Task description: In the rows from the line containing "Q: Determine the bounding box of every wooden" through the end, change "white trim" to "pale trim" and leave everything else unchanged.

Extracted information:
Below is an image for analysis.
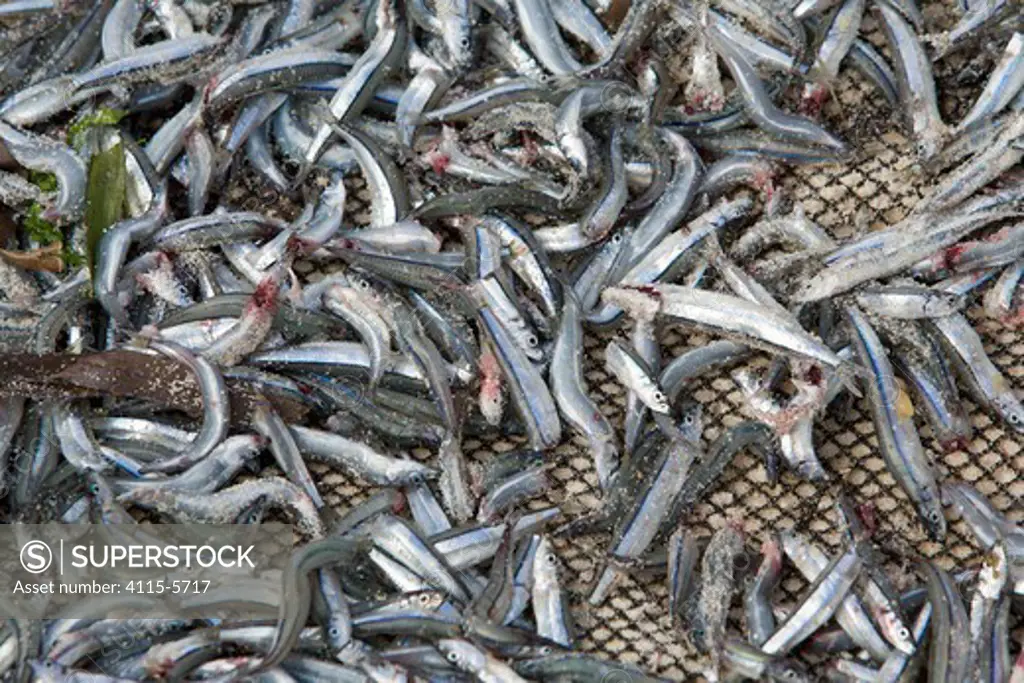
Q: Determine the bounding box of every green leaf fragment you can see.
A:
[22,202,63,247]
[85,142,127,270]
[29,171,57,193]
[68,106,128,146]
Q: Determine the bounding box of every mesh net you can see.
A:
[0,1,1024,680]
[237,2,1024,681]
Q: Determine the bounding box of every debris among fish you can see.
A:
[0,0,1024,683]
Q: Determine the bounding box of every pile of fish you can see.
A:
[0,0,1024,683]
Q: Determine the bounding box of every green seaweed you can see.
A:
[85,142,127,270]
[68,108,128,147]
[22,202,63,247]
[29,171,57,193]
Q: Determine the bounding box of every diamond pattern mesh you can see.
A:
[0,0,1024,680]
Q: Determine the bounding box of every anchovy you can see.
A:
[931,313,1024,433]
[872,3,948,162]
[761,547,862,654]
[697,522,744,672]
[846,308,946,540]
[743,539,782,647]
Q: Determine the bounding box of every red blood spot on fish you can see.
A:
[430,152,452,175]
[942,245,967,269]
[252,276,278,311]
[800,84,828,118]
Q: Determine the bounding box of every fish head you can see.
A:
[918,497,946,541]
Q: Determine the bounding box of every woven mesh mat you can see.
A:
[2,0,1024,680]
[290,2,1024,681]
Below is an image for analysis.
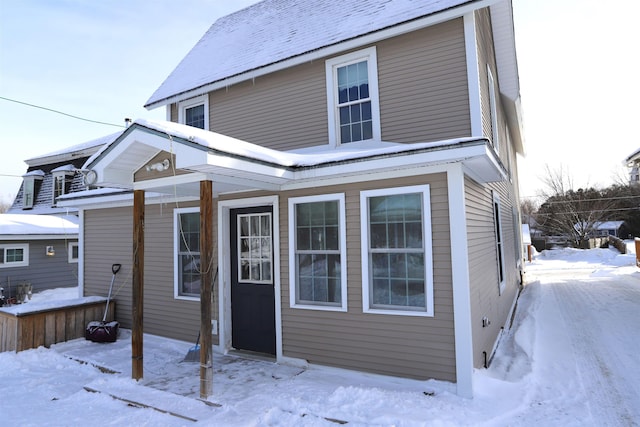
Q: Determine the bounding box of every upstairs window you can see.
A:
[22,170,44,209]
[0,243,29,268]
[325,47,381,145]
[178,95,209,130]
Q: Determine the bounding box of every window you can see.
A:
[0,243,29,268]
[360,185,433,316]
[173,208,200,299]
[178,95,209,130]
[487,64,500,151]
[22,170,44,209]
[68,242,80,263]
[493,191,505,294]
[325,47,381,145]
[237,212,273,284]
[289,194,347,311]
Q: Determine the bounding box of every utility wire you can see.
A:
[0,96,125,128]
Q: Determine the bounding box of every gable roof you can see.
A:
[145,0,502,108]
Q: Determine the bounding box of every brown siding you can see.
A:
[200,19,471,150]
[280,174,456,381]
[84,203,218,344]
[465,178,520,368]
[209,61,327,150]
[378,19,471,142]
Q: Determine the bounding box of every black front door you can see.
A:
[230,206,276,354]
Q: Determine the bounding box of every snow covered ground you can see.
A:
[0,244,640,427]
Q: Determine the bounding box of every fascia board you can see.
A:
[144,0,504,110]
[0,231,78,242]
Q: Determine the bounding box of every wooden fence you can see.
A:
[0,299,115,352]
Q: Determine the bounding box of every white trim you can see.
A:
[288,193,348,311]
[67,242,80,264]
[173,207,200,301]
[215,195,283,362]
[491,190,507,295]
[144,0,501,110]
[178,93,209,130]
[487,64,500,153]
[360,184,434,317]
[0,243,29,268]
[325,46,382,147]
[447,164,473,398]
[463,12,483,137]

Written solution:
Q: Determine the bounding box of every wooden fence you can see.
A:
[0,299,115,352]
Q: Determine the bounding box of every pale trim you can see.
A:
[288,193,348,311]
[67,242,80,264]
[173,207,200,301]
[215,195,283,362]
[491,190,507,295]
[144,0,501,110]
[178,93,209,130]
[487,64,500,153]
[360,184,434,317]
[0,243,29,268]
[325,46,382,147]
[447,164,473,398]
[463,12,483,137]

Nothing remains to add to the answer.